> Work task:
Working from the records below, repeat exactly the lines starting at the line that contains "Do you think you could find the traffic" and ending at the line that contains "Do you think you could find the asphalt", inclusive.

--- Entries shown ---

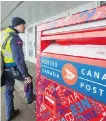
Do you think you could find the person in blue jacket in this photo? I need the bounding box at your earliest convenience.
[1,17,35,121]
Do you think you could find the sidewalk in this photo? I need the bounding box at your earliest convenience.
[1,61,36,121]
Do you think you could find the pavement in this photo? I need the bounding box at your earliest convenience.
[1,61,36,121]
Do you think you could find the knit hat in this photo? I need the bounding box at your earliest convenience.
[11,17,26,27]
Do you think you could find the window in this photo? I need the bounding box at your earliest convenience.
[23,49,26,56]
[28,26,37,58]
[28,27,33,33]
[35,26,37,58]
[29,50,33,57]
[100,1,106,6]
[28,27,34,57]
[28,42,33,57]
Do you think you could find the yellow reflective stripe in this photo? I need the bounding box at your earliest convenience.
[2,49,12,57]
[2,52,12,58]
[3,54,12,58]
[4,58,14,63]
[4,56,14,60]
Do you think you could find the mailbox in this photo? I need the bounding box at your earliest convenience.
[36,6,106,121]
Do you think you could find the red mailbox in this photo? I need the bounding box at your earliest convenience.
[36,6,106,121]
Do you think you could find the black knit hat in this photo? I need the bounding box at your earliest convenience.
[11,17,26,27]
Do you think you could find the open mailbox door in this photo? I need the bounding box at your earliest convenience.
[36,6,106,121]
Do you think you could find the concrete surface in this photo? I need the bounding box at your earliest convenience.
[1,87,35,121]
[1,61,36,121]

---
--- Entries shown ---

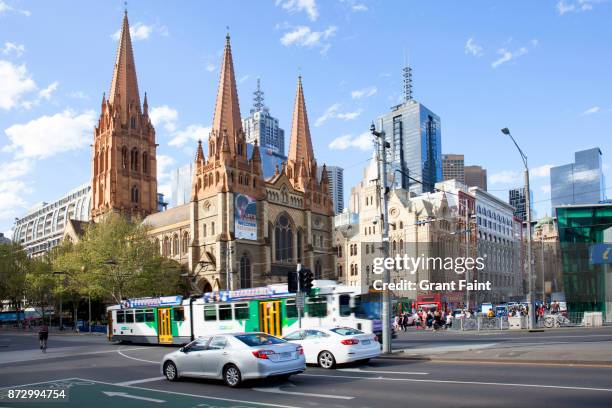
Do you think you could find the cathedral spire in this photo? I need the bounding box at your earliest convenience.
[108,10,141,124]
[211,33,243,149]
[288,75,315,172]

---
--- Entries shown ---

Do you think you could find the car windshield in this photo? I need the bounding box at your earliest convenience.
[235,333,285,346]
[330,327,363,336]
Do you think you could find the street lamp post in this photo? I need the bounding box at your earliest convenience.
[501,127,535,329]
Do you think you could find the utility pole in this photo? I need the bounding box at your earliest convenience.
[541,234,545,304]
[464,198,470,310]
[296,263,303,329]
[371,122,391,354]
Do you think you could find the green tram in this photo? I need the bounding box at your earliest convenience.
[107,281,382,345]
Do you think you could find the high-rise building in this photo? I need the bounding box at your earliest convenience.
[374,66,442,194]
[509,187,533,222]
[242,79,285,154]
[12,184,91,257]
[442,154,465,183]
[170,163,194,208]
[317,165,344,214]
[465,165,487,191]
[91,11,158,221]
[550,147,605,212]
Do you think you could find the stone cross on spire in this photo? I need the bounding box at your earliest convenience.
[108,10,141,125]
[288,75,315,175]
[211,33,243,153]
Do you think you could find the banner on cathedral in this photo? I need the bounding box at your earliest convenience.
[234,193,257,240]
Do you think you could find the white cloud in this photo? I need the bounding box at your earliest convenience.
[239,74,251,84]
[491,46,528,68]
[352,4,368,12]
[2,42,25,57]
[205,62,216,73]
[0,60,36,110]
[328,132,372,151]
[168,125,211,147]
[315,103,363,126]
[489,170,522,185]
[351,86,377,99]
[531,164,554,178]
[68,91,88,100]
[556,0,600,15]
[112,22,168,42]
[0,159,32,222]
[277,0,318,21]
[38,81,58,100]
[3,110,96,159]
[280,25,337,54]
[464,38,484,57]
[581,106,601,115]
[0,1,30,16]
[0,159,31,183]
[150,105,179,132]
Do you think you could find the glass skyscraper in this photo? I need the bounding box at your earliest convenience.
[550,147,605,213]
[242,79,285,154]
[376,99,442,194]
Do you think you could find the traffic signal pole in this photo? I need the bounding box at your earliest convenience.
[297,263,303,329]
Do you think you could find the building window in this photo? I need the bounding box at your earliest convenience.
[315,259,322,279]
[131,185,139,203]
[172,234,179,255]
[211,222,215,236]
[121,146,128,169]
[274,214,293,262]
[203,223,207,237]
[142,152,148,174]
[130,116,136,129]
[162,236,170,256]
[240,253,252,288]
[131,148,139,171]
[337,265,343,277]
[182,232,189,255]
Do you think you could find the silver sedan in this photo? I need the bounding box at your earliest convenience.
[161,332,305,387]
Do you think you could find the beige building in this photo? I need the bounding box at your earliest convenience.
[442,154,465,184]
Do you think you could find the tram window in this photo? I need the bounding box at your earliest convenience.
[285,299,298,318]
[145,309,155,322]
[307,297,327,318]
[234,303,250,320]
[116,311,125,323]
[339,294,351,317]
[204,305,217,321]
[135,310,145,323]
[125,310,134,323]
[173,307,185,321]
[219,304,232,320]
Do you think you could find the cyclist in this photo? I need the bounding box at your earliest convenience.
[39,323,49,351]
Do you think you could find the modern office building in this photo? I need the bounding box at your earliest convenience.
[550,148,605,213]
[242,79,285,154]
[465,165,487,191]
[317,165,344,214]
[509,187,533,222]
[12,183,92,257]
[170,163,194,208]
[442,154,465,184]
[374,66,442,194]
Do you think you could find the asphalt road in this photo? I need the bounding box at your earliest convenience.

---

> Solution to the problem:
Do you think you could find the traffic signal pole in this photo? I need the bounding box at your earliest convenience.
[297,263,303,329]
Do you think you could find the building window in this photo? I need the bounding box at your earliest convenience.
[315,259,322,279]
[131,185,139,203]
[172,234,179,255]
[211,222,215,236]
[121,146,128,169]
[274,214,293,262]
[203,223,207,237]
[142,152,148,174]
[130,116,136,129]
[162,236,170,256]
[240,253,252,288]
[131,148,139,171]
[337,265,343,277]
[182,232,189,255]
Do you think you could find the silver sedan in this photo? I need the bounding box at your earliest convenience.
[161,332,305,387]
Do you think you could find the beige building in this photo? I need the bounding box at your earliest convenience.
[442,154,465,184]
Do you think you could find the tram window in this photo? I need the bounding box at your earliest convenience.
[285,299,298,318]
[145,309,155,322]
[307,297,327,318]
[234,303,250,320]
[116,311,125,323]
[339,294,351,317]
[204,305,217,321]
[135,310,145,323]
[125,310,134,323]
[173,307,185,321]
[219,304,232,320]
Do you think you could find the cyclist in this photo? I need the bounding box at your earliest convenience.
[39,323,49,351]
Do you think you could find the modern office building in this photo? I need the bounding box at your earliest convenience.
[550,148,605,213]
[242,79,285,154]
[465,165,487,191]
[317,165,344,214]
[509,187,533,222]
[12,183,92,257]
[170,163,194,208]
[442,154,465,184]
[374,66,442,194]
Do you think you could find the asphalt road in this photo? I need the bounding box at your earliest convenience.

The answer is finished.